**What to work on:** Could you pull out every line of the data, from the one containing "Point out the group" down through the final line, and reproduce them unchanged?
===== Records shown =====
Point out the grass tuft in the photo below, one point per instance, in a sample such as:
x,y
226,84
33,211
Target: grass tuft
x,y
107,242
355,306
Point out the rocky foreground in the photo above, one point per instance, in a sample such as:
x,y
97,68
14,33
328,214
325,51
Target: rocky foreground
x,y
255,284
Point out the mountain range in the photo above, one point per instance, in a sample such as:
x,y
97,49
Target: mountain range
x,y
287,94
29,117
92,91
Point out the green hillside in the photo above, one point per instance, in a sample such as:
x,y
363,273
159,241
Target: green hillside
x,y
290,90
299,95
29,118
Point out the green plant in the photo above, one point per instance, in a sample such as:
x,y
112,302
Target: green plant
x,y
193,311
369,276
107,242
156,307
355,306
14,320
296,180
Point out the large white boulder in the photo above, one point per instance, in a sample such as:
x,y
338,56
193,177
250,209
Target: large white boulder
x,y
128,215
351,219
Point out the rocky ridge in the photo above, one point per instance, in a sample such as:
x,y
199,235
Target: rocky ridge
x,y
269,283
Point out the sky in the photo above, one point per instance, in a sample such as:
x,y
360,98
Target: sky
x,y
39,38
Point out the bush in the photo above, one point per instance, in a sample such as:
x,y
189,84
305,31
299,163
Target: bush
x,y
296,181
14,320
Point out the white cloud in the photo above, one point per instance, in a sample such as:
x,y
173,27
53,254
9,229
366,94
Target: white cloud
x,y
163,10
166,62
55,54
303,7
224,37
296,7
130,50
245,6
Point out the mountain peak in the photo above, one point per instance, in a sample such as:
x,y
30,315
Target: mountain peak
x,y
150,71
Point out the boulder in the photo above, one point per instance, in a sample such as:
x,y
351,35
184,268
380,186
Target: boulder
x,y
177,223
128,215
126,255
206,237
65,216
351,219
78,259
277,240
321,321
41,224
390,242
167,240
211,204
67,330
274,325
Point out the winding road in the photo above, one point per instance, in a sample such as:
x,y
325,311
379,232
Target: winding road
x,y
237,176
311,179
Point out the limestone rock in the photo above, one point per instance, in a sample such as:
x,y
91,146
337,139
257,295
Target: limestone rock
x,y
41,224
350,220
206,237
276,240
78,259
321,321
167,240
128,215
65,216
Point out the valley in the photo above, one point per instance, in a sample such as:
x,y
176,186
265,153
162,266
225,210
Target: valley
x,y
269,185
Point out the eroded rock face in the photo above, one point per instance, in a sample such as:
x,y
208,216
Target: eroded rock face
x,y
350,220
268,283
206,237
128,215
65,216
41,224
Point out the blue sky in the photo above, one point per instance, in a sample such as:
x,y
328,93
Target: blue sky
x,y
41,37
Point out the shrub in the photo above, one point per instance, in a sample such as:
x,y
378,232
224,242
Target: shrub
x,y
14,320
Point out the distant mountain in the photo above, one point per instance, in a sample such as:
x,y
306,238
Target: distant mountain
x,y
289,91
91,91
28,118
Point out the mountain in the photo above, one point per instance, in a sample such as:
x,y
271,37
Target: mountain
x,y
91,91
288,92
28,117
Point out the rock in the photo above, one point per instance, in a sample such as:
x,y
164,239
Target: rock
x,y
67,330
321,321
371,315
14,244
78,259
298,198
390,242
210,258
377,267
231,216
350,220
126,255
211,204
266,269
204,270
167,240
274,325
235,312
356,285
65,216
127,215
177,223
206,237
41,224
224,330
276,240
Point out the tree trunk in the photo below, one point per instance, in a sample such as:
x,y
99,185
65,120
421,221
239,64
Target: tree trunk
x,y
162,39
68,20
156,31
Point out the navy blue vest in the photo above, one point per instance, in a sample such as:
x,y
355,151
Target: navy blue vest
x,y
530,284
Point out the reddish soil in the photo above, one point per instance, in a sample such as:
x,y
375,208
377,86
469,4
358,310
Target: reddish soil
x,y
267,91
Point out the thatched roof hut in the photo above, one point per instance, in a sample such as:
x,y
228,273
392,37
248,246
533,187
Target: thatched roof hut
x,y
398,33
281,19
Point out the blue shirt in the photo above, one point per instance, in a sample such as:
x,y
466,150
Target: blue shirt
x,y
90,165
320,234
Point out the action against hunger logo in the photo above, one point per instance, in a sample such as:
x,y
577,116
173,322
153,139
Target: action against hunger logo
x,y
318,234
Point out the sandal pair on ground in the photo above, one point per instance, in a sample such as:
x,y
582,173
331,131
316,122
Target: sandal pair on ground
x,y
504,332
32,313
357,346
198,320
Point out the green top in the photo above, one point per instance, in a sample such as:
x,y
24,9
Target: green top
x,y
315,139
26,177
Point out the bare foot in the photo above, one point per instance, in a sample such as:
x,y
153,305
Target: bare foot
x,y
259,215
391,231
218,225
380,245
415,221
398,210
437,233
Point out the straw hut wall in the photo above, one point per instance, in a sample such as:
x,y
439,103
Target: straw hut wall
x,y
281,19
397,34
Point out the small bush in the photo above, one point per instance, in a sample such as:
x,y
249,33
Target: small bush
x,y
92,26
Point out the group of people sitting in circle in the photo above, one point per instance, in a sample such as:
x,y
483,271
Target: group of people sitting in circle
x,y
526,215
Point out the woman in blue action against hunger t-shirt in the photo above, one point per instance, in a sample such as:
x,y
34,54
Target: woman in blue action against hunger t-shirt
=====
**Written solution:**
Point out the group of people sitting in circle in the photo above, one point per instance, in a sample such as:
x,y
483,271
Target: group of people sitting in circle
x,y
526,215
Point out the woman in blue action against hunger t-shirt in the photo above, one point per instance, in a sample such as:
x,y
34,54
Target: woman in blue action against hunger t-shirt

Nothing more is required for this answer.